--- Compito da svolgere ---
Riprendi l'estratto sulla rottamazione dei debiti con Equitalia e proseguilo a partire dall'ultima frase riportata.

--- Estratto ---
▶
- Dott. Lorenzo Esposito
- 31 mar 2017
- Tempo di lettura: 3 min
Con la proroga al 21 aprile prossimo i contribuenti hanno quindi un maggiore termine per poter presentare l’istanza di rottamazione di cui abbiamo lungamente parlato in precedenza.
Ma cosa succede dopo? Nell’ipotesi migliore Equitalia, entro il 15 giugno (e non più il 31 maggio) prossimo vi comunicherà l’importo da pagare in unica soluzione entro il 31 luglio 2017, oppure gli importi delle singole rate con scadenze 31 luglio, 30 settembre, 30 novembre 2017, 30 aprile e 30 settembre 2018.
ACCOGLIMENTO. A questo punto le possibilità sono solo 2:
INTEGRALE DEL DEBITO: in tal caso la definizione si perfeziona ed avrete risparmiato dei bei soldini (pochi o tanti a seconda del tipo di tributo ecc…per approfondire clicca qui)
NON INTEGRALE: la definizione non si perfeziona e si decade da ogni beneficio. Gli importi eventualmente versati andranno a ridurre quanto dovuto per tributi, sanzioni e interessi senza alcuno sconto.
NON ACCOGLIMENTO. Le ipotesi sono due. O Equitalia vi scrive dicendovi per quale motivo l’istanza non viene accolta, RIFIUTO ESPRESSO. Oppure non vi viene comunicato nulla e l’istanza si intende non accolta, DINIGO TACITO. ATTENZIONE, SE NON VI ARRIVA NULLA ENTRO IL 15 GIUGNO COMINCIATE A PREOCCUPARVI, INVECE DI PENSARE AL MARE!!!
A seconda delle modalità di non accoglimento, sono previste, come al solito due forme di tutela.
RICORSO CONTRO IL RIFIUTO: avverso la comunicazione, entro 60 giorni dal ricevimento della stessa, presso la Commissione Tributaria Provinciale, se si tratta di tributi. Per i contributi INPS e l’INAIL è competente il Tribunale con termini differenti e più stretti.
RICORSO CONTRO IL DINIEGO TACITO. In tal caso il ricorso va proposto entro 60 giorni dalla data in cui scade il termine per la risposta che Equitalia non vi ha dato (15 giugno). Pertanto il ricorso va proposto entro il 14 settembre (stante la sospensione feriale dei termini dal 1° al 31 agosto), sempre nel caso si tratti di tributi.
◀
--- Materiale fornito ---
▶
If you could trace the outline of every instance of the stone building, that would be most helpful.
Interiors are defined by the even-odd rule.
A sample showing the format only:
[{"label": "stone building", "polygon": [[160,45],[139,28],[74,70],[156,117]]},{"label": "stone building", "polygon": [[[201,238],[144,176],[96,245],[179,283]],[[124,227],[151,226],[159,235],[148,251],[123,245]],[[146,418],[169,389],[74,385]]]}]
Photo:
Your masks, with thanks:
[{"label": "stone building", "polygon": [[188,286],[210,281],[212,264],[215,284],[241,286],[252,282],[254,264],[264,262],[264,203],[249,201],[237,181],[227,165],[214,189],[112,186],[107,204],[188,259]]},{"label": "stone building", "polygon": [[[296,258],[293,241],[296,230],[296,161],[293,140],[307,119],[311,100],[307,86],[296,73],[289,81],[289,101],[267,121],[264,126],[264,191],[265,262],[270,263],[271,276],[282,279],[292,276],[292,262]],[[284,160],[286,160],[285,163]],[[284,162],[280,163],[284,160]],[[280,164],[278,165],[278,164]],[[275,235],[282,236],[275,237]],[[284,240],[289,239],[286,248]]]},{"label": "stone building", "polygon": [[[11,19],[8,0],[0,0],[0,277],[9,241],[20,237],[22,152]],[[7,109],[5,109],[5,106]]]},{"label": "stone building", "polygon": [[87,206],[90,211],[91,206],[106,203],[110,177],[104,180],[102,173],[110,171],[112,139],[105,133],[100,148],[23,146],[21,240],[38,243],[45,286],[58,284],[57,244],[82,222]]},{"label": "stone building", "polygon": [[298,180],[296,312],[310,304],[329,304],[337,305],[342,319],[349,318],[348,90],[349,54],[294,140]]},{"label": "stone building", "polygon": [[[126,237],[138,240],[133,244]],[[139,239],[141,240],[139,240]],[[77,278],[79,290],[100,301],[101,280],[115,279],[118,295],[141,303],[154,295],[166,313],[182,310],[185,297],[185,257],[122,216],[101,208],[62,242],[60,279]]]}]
◀
--- Soluzione esercizio ---
CAUSE DI NON ACCOGLIMENTO. Le cause che potrebbero farvi negare l’accesso alla rottamazione, avverso cui è possibile proporre ricorso, sono principalmente tre.
La prima è il mancato pagamento delle rate in scadenza fra il 1° ottobre e il 31 dicembre 2016, che sono una condizione essenziale prevista dalla legge. Equitalia si è espressa dicendo che vanno pagate tutte le rate fino al 31 dicembre 2016, mentre alcuni commentatori hanno ipotizzato che non fosse necessario aver pagato tutte le rate ante ottobre 2016, sempre nei limiti delle 8 che fanno saltare la rateazione.
Il secondo punto controverso che potrà generare contenzioso è relativo ai carichi di ruolo che emessi dall’Agenzia nel 2016, sono stati trasmessi ad Equitalia dopo il 15 dicembre 2016. Secondo Equitalia non è possibile definire i ruoli trasmessi dal 16 al 31 dicembre, perché la legge li considera consegnati al debitore il 10 gennaio 2017. L’Agenzia delle Entrate è di manica più larga ed interpreta la legge in senso rigido, considerando definibili tutti i ruoli trasmessi entro il 31 dicembre 2016.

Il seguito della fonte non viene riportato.